Entries taken from a collection:
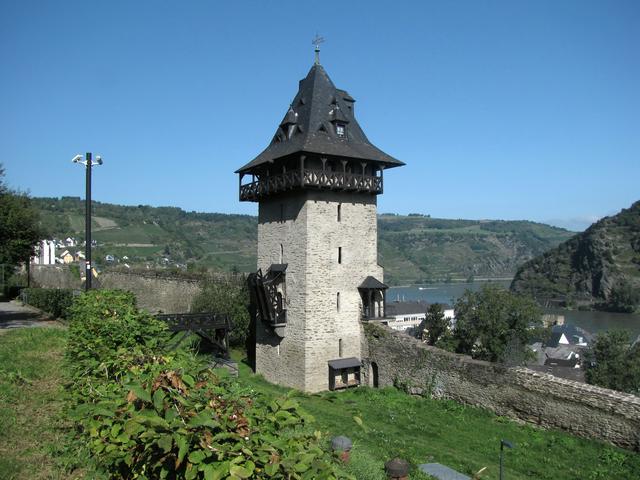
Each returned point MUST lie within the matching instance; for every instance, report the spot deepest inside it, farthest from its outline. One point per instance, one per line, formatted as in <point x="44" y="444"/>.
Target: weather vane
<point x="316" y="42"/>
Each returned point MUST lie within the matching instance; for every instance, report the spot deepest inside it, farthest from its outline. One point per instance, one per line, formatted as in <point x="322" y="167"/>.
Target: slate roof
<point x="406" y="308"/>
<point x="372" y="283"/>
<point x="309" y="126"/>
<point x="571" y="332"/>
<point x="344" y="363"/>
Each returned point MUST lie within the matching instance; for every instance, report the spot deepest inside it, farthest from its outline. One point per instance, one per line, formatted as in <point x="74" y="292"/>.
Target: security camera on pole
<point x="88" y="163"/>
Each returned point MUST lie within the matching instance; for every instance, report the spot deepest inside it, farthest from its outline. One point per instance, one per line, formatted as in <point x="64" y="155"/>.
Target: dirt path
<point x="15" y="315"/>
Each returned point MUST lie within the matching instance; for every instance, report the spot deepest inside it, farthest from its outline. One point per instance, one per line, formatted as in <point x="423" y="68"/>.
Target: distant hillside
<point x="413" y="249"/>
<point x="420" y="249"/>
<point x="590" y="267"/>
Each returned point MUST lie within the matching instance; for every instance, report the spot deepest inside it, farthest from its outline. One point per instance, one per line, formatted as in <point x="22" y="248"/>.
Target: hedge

» SHORT EXERCISE: Exactly reproduce the entries above, minus the pictures.

» WRITTEN ANSWER:
Each returned point MUST lie within the matching instance; for every instance, report the spot deepest inside it, farthest from its outline. One point per instance, one per line, formatted as in <point x="44" y="444"/>.
Target: weather vane
<point x="316" y="42"/>
Each returned point MUST lie within the matching instance; for every instance, report the spot deepest inside it, farthest from its outline. One point per instance, one per line, formatted as in <point x="322" y="167"/>.
Target: slate roof
<point x="406" y="308"/>
<point x="372" y="283"/>
<point x="309" y="126"/>
<point x="571" y="332"/>
<point x="344" y="363"/>
Each returned point MUST lie within the matching instance; for every instance, report the spot deepest inside it, farthest from its outline. One point per instance, one per line, formatted as in <point x="74" y="292"/>.
Target: security camera on pole
<point x="88" y="163"/>
Each returned point MUST lie within the matching instance; for every instance, report the spot deepest inside it, farthest from its outline. One point per instance, one per line, formatted as in <point x="64" y="155"/>.
Target: dirt path
<point x="15" y="315"/>
Each returned point MUST lie within the matching instance; for every instance, report the spot deepest inside it, farthest from its outline. One point per instance, one per line, formatted as in <point x="423" y="68"/>.
Target: distant hillside
<point x="413" y="249"/>
<point x="420" y="249"/>
<point x="590" y="267"/>
Each returned point MUST lie within the matching instance; for every instance, report the spot deepest inside it, farthest from its outline. One point per instance, one per line, formatted as in <point x="22" y="248"/>.
Target: hedge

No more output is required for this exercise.